> **EXERCISE BRIEF**
Copy every one of the records below line for line, without changing anything.

>> BEGIN AVAILABLE RECORDS

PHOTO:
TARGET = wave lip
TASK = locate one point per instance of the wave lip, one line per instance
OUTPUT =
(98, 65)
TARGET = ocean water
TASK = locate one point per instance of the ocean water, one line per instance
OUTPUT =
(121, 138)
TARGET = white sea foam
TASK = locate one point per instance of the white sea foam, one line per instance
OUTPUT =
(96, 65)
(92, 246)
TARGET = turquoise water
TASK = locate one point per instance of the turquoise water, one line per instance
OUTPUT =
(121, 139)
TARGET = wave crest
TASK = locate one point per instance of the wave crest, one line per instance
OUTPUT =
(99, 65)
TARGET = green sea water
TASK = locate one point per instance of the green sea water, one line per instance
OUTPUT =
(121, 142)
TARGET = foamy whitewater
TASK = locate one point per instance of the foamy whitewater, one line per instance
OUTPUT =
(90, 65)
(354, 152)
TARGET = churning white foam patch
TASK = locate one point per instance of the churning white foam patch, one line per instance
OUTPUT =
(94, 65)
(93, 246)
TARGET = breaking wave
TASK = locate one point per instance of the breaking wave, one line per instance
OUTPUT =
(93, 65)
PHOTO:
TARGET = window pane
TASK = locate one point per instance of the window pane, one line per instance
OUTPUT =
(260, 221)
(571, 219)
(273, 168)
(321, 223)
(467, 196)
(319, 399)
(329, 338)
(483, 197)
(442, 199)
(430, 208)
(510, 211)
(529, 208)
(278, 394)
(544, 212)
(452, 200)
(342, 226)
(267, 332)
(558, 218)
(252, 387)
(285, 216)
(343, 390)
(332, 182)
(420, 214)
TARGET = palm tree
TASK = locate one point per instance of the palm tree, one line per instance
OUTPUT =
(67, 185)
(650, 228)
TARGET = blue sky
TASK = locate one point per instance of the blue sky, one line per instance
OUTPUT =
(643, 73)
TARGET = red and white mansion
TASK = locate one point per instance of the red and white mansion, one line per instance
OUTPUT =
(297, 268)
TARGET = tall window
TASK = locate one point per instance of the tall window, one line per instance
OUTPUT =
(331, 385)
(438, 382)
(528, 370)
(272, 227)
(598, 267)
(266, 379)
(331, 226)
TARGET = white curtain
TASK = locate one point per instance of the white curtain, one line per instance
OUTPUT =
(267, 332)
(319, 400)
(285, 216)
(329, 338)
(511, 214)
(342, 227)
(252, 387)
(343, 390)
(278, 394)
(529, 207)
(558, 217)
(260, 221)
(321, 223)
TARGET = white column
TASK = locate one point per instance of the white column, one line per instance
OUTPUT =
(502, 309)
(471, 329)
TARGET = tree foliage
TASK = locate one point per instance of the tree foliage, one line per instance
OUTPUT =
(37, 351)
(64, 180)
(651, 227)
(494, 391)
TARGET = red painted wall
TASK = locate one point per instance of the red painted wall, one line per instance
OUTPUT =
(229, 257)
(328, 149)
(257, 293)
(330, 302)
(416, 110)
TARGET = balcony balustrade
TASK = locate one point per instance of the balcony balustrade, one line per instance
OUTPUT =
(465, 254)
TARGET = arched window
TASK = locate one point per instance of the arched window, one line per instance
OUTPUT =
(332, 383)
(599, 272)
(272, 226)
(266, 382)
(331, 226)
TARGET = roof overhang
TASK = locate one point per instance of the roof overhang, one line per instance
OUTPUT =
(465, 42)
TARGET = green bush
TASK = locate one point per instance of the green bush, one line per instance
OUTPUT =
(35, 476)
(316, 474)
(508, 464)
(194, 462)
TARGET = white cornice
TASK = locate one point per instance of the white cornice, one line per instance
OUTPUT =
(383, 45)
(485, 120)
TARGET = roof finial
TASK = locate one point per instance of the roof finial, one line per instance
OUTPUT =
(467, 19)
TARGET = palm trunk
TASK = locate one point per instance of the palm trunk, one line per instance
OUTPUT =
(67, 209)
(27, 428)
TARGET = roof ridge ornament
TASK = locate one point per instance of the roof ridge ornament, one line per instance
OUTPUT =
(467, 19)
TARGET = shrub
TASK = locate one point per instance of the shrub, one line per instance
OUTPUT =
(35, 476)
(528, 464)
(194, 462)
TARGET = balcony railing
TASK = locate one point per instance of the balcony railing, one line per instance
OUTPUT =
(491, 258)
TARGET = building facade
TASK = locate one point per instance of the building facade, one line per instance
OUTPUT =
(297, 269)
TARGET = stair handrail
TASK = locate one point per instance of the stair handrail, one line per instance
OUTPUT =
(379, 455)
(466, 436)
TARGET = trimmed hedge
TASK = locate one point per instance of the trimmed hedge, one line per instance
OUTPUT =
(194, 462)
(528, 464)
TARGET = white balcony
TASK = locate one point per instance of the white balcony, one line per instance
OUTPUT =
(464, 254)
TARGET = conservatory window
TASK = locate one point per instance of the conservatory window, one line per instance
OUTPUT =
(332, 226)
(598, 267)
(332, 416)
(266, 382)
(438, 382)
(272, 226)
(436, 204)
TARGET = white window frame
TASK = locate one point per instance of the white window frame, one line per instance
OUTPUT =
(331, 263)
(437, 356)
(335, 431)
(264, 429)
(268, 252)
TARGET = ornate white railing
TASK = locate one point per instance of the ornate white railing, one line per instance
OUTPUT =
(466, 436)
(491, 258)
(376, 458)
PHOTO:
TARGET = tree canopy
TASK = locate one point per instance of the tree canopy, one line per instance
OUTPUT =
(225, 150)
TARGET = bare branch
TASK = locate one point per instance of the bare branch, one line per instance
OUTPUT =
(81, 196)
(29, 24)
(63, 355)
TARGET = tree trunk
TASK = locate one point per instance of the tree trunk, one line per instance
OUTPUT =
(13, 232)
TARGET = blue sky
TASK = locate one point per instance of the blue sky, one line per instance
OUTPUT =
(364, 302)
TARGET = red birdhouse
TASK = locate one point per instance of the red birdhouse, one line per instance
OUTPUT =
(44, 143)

>> END AVAILABLE RECORDS

> **RESULT**
PHOTO:
TARGET = wave lip
TASK = locate one point per instance of the wave lip, one line per instance
OUTPUT =
(98, 65)
TARGET = ocean water
TASK = locate one point per instance of the ocean water, one line per instance
OUTPUT =
(121, 138)
TARGET = white sea foam
TASK = locate one point per instance of the white sea foam, one line per instance
OUTPUT =
(96, 65)
(92, 246)
TARGET = turquoise water
TASK = locate one point per instance of the turquoise water, one line per instance
OUTPUT =
(121, 139)
TARGET = wave crest
TASK = locate one point per instance of the wave crest, one line per instance
OUTPUT =
(99, 65)
TARGET = green sea water
TASK = locate one point per instance of the green sea water, one line per instance
OUTPUT =
(121, 142)
TARGET = foamy whitewater
TASK = locate one point per instance of the foamy whitewater, one line per instance
OUTPUT =
(90, 65)
(354, 152)
TARGET = churning white foam patch
TASK = locate one point per instance of the churning white foam patch, one line per instance
OUTPUT =
(94, 65)
(93, 246)
TARGET = breaking wave
TASK = locate one point per instance of the breaking wave, one line per instance
OUTPUT =
(93, 65)
PHOTO:
TARGET = window pane
TASK = locate one point per instance of the window pane, one line per instance
OUTPUT =
(260, 221)
(571, 219)
(273, 168)
(321, 223)
(467, 196)
(319, 399)
(329, 338)
(483, 197)
(442, 199)
(430, 208)
(510, 211)
(529, 208)
(278, 394)
(544, 212)
(452, 200)
(342, 226)
(267, 332)
(558, 218)
(252, 387)
(285, 216)
(343, 390)
(332, 182)
(420, 214)
TARGET = palm tree
TASK = locate one point per instance of the palm tree, one line per instance
OUTPUT =
(67, 185)
(650, 228)
TARGET = blue sky
TASK = locate one point per instance of the blue sky, one line per instance
OUTPUT =
(643, 73)
TARGET = red and white mansion
TASK = locate one point per instance of the red and white mansion, one line per instance
OUTPUT =
(297, 268)
TARGET = tall window
TASK = locate one point per instance of the tall window, one line per instance
OUTPUT =
(331, 385)
(438, 382)
(528, 370)
(272, 227)
(598, 267)
(266, 379)
(331, 226)
TARGET = white curtain
TASK = locate one point per instance of the white curtain, one line per instance
OUTPUT =
(267, 332)
(319, 400)
(285, 216)
(329, 338)
(511, 214)
(342, 227)
(252, 387)
(343, 390)
(278, 394)
(529, 207)
(558, 217)
(260, 221)
(321, 223)
TARGET = white column
TASK = locate one point per instance of the white column, one line per instance
OUTPUT =
(502, 309)
(471, 329)
TARGET = tree foliage
TASK = locate one point per instance of the tree foliage, one line per instance
OUTPUT =
(37, 351)
(64, 180)
(651, 227)
(494, 391)
TARGET = red painted wall
TASK = locate one point per instance of the red painted wall, one line per instance
OUTPUT =
(229, 257)
(328, 149)
(257, 293)
(330, 302)
(416, 110)
TARGET = balcony balustrade
TASK = locate one point per instance of the balcony balustrade, one line per instance
OUTPUT =
(465, 254)
TARGET = arched window
TASK = locate one point per instance of the arched window, one line per instance
OUTPUT =
(332, 383)
(599, 272)
(272, 226)
(266, 382)
(331, 226)
TARGET = roof overhang
TASK = locate one point per instance of the roof overhang, one line per instance
OUTPUT =
(465, 42)
TARGET = green bush
TASK = locate one point per instance of the green bush, one line per instance
OUTPUT =
(35, 476)
(316, 474)
(508, 464)
(194, 462)
TARGET = white cornice
TASK = locate one point per instance of the white cornice, one line per instance
OUTPUT =
(383, 45)
(485, 120)
TARGET = roof finial
TASK = locate one point per instance of the roof finial, one line per instance
OUTPUT =
(467, 19)
TARGET = palm trunk
TASK = locate one point per instance of the palm trunk, one line per instance
OUTPUT =
(67, 209)
(27, 428)
TARGET = roof ridge ornament
TASK = locate one point per instance of the roof ridge ornament, one line per instance
OUTPUT =
(467, 19)
TARGET = shrub
TASK = locate one point per instance of the shrub, one line per instance
OUTPUT =
(35, 476)
(528, 464)
(194, 462)
TARGET = balcony railing
TASK = locate one point per instance of the balcony railing, one line per instance
OUTPUT =
(491, 258)
TARGET = building facade
TASK = locate one point per instance of the building facade, one line per instance
OUTPUT =
(297, 269)
TARGET = stair handrail
TASK = locate one point per instance of the stair handrail, one line per instance
OUTPUT =
(379, 455)
(466, 436)
TARGET = trimmed hedge
TASK = locate one point per instance of the trimmed hedge, one line per instance
OUTPUT =
(194, 462)
(528, 464)
TARGET = white balcony
TASK = locate one point per instance of the white balcony, one line per instance
OUTPUT =
(464, 254)
TARGET = conservatory window
TASK = locate one point per instance of the conservatory window, one line per instance
OUTPUT =
(332, 226)
(598, 267)
(332, 416)
(266, 382)
(438, 382)
(272, 226)
(436, 204)
TARGET = white window frame
TASK = locate one point per instance of the white window frame, one line per instance
OUTPUT =
(331, 263)
(437, 356)
(335, 431)
(264, 429)
(268, 252)
TARGET = ornate white railing
TASK = locate one point per instance of the ornate white railing, one line per instance
OUTPUT =
(466, 436)
(491, 258)
(376, 458)
PHOTO:
TARGET = tree canopy
TASK = locate one point per instance of the tree canopy, one line per instance
OUTPUT =
(225, 150)
TARGET = bare branch
TASK = locate one point per instance of the bare branch, one line per instance
OUTPUT =
(81, 196)
(29, 24)
(63, 355)
TARGET = tree trunk
TASK = locate one point per instance of the tree trunk, one line per instance
OUTPUT =
(13, 232)
TARGET = blue sky
TASK = locate one point per instance of the blue sky, one line per instance
OUTPUT =
(364, 302)
TARGET = red birdhouse
TASK = locate one point per instance of the red birdhouse, one line per instance
OUTPUT =
(44, 143)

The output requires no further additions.